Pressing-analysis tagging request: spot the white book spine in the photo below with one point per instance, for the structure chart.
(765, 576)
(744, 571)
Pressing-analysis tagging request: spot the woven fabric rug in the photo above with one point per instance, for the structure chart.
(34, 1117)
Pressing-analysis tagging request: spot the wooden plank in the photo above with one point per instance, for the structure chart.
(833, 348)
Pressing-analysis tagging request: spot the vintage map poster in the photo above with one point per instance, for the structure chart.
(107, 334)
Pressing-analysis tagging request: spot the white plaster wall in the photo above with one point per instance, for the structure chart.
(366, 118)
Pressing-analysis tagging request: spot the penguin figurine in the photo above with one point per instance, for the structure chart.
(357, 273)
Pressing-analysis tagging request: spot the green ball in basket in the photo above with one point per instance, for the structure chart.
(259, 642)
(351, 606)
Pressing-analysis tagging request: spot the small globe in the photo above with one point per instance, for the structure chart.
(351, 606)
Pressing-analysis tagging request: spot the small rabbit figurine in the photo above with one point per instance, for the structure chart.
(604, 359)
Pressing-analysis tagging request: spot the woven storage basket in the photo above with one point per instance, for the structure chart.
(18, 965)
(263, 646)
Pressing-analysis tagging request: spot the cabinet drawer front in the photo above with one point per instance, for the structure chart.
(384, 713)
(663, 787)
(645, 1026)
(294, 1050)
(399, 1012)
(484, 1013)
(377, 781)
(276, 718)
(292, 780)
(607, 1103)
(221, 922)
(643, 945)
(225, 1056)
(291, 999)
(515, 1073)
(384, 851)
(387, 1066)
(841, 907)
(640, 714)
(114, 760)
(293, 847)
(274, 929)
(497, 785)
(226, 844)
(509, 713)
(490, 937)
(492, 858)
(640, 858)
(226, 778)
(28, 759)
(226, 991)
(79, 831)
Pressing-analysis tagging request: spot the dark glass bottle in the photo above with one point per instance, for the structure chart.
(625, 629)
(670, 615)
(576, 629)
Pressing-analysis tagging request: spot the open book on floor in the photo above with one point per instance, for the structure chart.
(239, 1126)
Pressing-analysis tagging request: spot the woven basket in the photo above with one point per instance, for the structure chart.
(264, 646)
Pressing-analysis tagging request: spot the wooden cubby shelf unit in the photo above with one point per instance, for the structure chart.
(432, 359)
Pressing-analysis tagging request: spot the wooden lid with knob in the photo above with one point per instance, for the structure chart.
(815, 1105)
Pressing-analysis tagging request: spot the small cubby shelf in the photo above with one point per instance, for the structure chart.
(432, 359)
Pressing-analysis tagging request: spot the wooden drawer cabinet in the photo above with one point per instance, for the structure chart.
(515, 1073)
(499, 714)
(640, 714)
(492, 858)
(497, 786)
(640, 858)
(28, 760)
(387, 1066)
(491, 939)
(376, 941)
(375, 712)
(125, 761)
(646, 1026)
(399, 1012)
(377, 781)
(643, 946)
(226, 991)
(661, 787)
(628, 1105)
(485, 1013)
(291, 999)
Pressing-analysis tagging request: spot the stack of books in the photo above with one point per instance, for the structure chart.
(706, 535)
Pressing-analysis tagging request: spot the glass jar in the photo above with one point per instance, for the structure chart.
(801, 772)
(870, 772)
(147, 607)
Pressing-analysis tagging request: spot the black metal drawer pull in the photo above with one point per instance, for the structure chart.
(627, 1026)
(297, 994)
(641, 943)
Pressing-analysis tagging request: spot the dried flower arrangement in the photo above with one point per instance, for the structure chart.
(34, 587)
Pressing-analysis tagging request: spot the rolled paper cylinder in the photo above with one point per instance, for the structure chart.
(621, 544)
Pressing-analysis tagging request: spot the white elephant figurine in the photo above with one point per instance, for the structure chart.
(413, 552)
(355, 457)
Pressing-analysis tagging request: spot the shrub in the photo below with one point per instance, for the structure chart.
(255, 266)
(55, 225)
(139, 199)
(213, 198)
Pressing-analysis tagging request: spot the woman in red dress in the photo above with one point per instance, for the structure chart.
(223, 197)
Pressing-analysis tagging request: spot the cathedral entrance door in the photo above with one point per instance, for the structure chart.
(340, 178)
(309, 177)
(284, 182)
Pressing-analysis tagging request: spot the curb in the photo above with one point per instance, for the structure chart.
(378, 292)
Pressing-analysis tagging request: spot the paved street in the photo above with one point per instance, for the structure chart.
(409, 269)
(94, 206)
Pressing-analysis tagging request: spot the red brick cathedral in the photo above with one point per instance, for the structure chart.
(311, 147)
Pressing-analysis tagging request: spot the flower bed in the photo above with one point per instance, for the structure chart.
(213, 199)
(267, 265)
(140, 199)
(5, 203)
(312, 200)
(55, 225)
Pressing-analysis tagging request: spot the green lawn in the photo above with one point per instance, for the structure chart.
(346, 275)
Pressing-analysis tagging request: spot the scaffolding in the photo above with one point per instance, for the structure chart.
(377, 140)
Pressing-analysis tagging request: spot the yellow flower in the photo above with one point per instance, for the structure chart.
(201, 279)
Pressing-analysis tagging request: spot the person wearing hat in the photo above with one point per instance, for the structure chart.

====

Copy the listing above verbatim, reproducing every line from first to last without changing any wording.

Pressing-analysis tagging request: spot the white book spine in the photo below with one point per instance, for the structure chart.
(765, 576)
(744, 571)
Pressing-analysis tagging request: spot the woven fabric rug in the photo above with one point per instance, for the structure chart.
(34, 1117)
Pressing-analysis tagging request: spot the wooden plank in the photo above with one point per instance, for the structure chart.
(833, 348)
Pressing-analysis tagging request: spot the vintage map poster in the photo above with one point per instance, for the structure chart.
(107, 334)
Pressing-analysis tagging request: spot the white plaster wall in the photo above with one point per instance, for the structure chart.
(366, 118)
Pressing-analysis tagging request: spot the penguin figurine in the photo above with one point per instance, for the structure chart.
(357, 273)
Pressing-analysis tagging request: spot the green ball in basket in the photo above with one point per instance, for the structure chart.
(259, 642)
(351, 606)
Pressing-analysis tagging request: spot the small globe in the photo above with one point per instance, for the structure chart.
(351, 606)
Pressing-analysis tagging request: spot the small rabbit figurine in the photo above with one point per instance, for the structure chart.
(604, 359)
Pressing-analysis tagging request: spot the woven storage basket in the photo above with one point per instance, for the structure chart.
(18, 965)
(263, 646)
Pressing-analysis tagging request: spot the cabinet drawer front in the photo above with one point per instance, for the structure chart.
(384, 713)
(663, 787)
(645, 1026)
(294, 1050)
(399, 1012)
(484, 1013)
(377, 781)
(276, 718)
(292, 780)
(607, 1103)
(221, 922)
(643, 945)
(225, 1056)
(291, 999)
(515, 1073)
(384, 851)
(387, 1066)
(841, 907)
(640, 714)
(114, 760)
(293, 847)
(274, 929)
(497, 785)
(226, 844)
(509, 713)
(490, 937)
(492, 858)
(640, 858)
(226, 778)
(28, 759)
(226, 991)
(79, 831)
Pressing-analysis tagging request: spot the dark glass bottle in the photo above with one point per instance, for the structure chart.
(625, 629)
(670, 615)
(576, 629)
Pressing-analysis tagging request: spot the open book on floor in the photo above with one point per instance, for the structure chart.
(239, 1126)
Pressing-analysis tagging request: spot the woven basket in the photo above with one point per instance, for the structure chart.
(264, 646)
Pressing-analysis tagging request: spot the wooden cubby shelf unit in the photo above with one point per instance, for the structure chart.
(432, 359)
Pressing-analysis tagging request: spot the wooden lid with knob in the photo above with one point per instance, for the structure chart.
(815, 1105)
Pressing-analysis tagging request: spot the small cubby shelf in the photo above with one point per instance, for the structure chart.
(432, 359)
Pressing-analysis tagging request: spot the wooden drawer cabinet in the photo above with one point per instance, for the structure chart.
(515, 1073)
(499, 714)
(640, 714)
(492, 858)
(497, 786)
(640, 858)
(28, 760)
(387, 1066)
(491, 939)
(376, 941)
(375, 712)
(125, 761)
(646, 1026)
(399, 1012)
(377, 781)
(643, 946)
(226, 991)
(661, 787)
(628, 1105)
(485, 1013)
(291, 999)
Pressing-analysis tagging request: spot the stack of books in the photo above with one point per instance, for the structure chart.
(706, 535)
Pressing-analysis tagging request: spot the glass jar in the photo above with one point per instance, for the structure chart.
(801, 772)
(870, 772)
(147, 607)
Pressing-analysis tagging request: spot the black metal drawer pull in the photo above with one point per instance, for the structure chart.
(627, 1026)
(297, 994)
(641, 943)
Pressing-analysis tagging request: spot the dried flower arrangement in the photo above with one point per instance, for the structure chart.
(34, 587)
Pressing-analysis tagging request: spot the rolled paper cylinder in the photo above with one point per instance, for the structure chart.
(621, 544)
Pressing-analysis tagging request: spot the white elephant figurine in the photo above with one point per instance, for the structure chart.
(413, 552)
(355, 457)
Pressing-analysis tagging request: spot the shrub in the photo below with one point per instance, for the structure chart.
(255, 266)
(55, 225)
(139, 199)
(213, 198)
Pressing-analysis tagging request: spot the woman in red dress in the photo above with one point per instance, for the structure chart.
(223, 197)
Pressing-analysis tagging request: spot the cathedral entrance door in the photo above with one point per instance, for the structure chart.
(340, 178)
(309, 177)
(284, 182)
Pressing-analysis tagging request: spot the curb in the photo above with one point per instance, for the structure chart.
(378, 292)
Pressing-analysis tagging request: spot the paved street in the photo above with one point per instance, for the structure chart.
(409, 269)
(94, 206)
Pressing-analysis tagging request: spot the red brick cathedral in the photo above with one point per instance, for the structure chart.
(311, 147)
Pressing-analysis tagging request: spot the flower bed in the photo above with one point per instance, for the structure chart.
(213, 199)
(267, 265)
(140, 199)
(5, 203)
(312, 200)
(55, 225)
Pressing-analysis tagging request: spot the green lawn in the photo above with one point per instance, for the structure chart.
(346, 275)
Pressing-analysis tagging request: spot the scaffolding in the photo above with one point per instance, for the structure chart.
(377, 140)
Pressing-analysis tagging request: spot the yellow flower in the photo above with one point per instance, for the structure chart.
(201, 279)
Pressing-analysis tagging request: spot the person wearing hat in the photo above with one point per instance, for the structure chart.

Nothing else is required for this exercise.